AIM OF THE EXERCISE:
Output the full listing below exactly, without the pictures.

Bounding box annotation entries
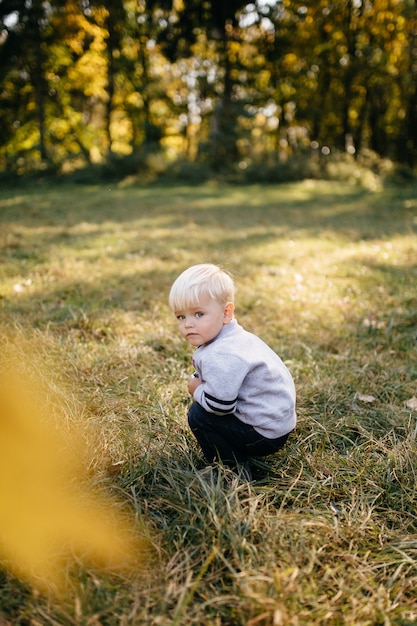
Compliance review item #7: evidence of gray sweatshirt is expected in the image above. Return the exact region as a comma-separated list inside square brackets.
[193, 319, 296, 439]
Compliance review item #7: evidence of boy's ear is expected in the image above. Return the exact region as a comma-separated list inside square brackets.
[224, 302, 235, 324]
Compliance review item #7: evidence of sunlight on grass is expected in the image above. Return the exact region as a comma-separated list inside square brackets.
[0, 181, 417, 626]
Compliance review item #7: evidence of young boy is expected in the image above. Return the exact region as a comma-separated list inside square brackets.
[169, 263, 296, 481]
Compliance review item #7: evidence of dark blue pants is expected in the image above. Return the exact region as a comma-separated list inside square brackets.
[188, 402, 289, 467]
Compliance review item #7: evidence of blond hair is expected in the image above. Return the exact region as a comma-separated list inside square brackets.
[168, 263, 235, 311]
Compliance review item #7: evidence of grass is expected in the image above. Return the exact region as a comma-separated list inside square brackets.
[0, 181, 417, 626]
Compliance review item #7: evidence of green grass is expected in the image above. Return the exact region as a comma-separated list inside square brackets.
[0, 182, 417, 626]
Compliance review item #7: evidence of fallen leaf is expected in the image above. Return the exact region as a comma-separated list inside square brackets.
[405, 396, 417, 411]
[356, 393, 376, 402]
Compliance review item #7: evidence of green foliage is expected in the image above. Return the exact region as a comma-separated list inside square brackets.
[0, 178, 417, 626]
[0, 0, 417, 174]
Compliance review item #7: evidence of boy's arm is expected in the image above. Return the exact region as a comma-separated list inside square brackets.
[188, 374, 202, 396]
[191, 354, 248, 415]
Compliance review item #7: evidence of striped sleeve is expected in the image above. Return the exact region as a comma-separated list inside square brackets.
[201, 391, 237, 415]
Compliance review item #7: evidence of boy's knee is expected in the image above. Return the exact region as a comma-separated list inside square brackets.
[188, 402, 207, 430]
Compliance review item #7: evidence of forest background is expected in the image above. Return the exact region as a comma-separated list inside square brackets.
[0, 0, 417, 182]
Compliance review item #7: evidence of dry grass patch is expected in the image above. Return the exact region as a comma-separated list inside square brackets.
[0, 182, 417, 626]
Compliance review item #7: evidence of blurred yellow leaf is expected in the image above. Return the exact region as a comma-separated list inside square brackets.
[0, 338, 149, 590]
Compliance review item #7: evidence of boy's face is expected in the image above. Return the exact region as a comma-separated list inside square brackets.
[175, 297, 234, 346]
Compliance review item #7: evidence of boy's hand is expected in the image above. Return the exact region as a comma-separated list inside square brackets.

FINAL RESULT:
Compliance review item #7: evidence of gray sweatshirt is expected in the image above. Return the exact region as a comma-separated list inside square brackets.
[193, 319, 296, 439]
Compliance review item #7: evidence of boy's ear is expected in the image above. Return the exact region as a comma-separated list inside square brackets.
[224, 302, 235, 324]
Compliance review item #7: evidence of sunlight on grass is expected in the image above. Return the exact region as a comma-separated list inside square brackets.
[0, 181, 417, 626]
Compliance review item #7: evidence of young boy is expected in the image above. Return the exact region as a comma-separated list inside square brackets.
[169, 263, 296, 481]
Compliance review item #7: evidence of dark blue pants is expected in the image above. Return the exact region as a comma-separated list inside square brackets.
[188, 402, 289, 467]
Compliance review item #7: evidence of blond hair is expected in the image above. Return the exact region as a comma-separated list inside square brackets.
[168, 263, 235, 311]
Compliance review item #7: evidence of grass is expected in the image above. Return the exact region as a comma-separated list inside square brackets.
[0, 181, 417, 626]
Compliance review item #7: evidence of green grass is expected in the image above. Return the exact region as a comma-separated list inside square brackets.
[0, 182, 417, 626]
Compliance review item #7: evidence of fallen leaf is expected in the image above. Return the exact region as a comma-separated list inside square brackets.
[405, 396, 417, 411]
[356, 393, 376, 402]
Compliance review item #7: evidence of green foliage is expected in the image above. Return the exact region as a comma-separated list inside square brackets.
[0, 178, 417, 626]
[0, 0, 417, 174]
Compliance review item #7: evidence of boy's arm is expected in the image above. Return the exact region as a comma-separated list inside square brackets.
[188, 374, 202, 396]
[191, 354, 248, 415]
Compliance review item #7: evidence of striped sleeve is expected in the image above. Return the exact region as a comma-separated list inside square brackets.
[201, 391, 237, 415]
Compliance review item #7: evidence of boy's knee is expected in the image above. Return the exact region as a comma-separated list inside square brackets.
[188, 402, 207, 430]
Compliance review item #7: evidence of forest background is expected in the image above. Return the exact region as a comma-separated list inside square brackets.
[0, 0, 417, 182]
Compliance review item #7: evidence of dry grass patch is expected in the image above. Return the exact region as a comma-separated list inside square brackets.
[0, 182, 417, 626]
Compliance review item #7: evidence of blurred yellow leaf is expected in the image above. Return the exact region as a comma-separated list inside square brackets.
[0, 338, 149, 590]
Compliance review item #7: evidence of boy's face is expected in the image above. Return the exact region as a comma-separated list inside square brackets.
[175, 297, 234, 346]
Compliance review item #7: evidence of boy's hand is expected in the image above. Return the exact region as a comma-separated list inside square brackets.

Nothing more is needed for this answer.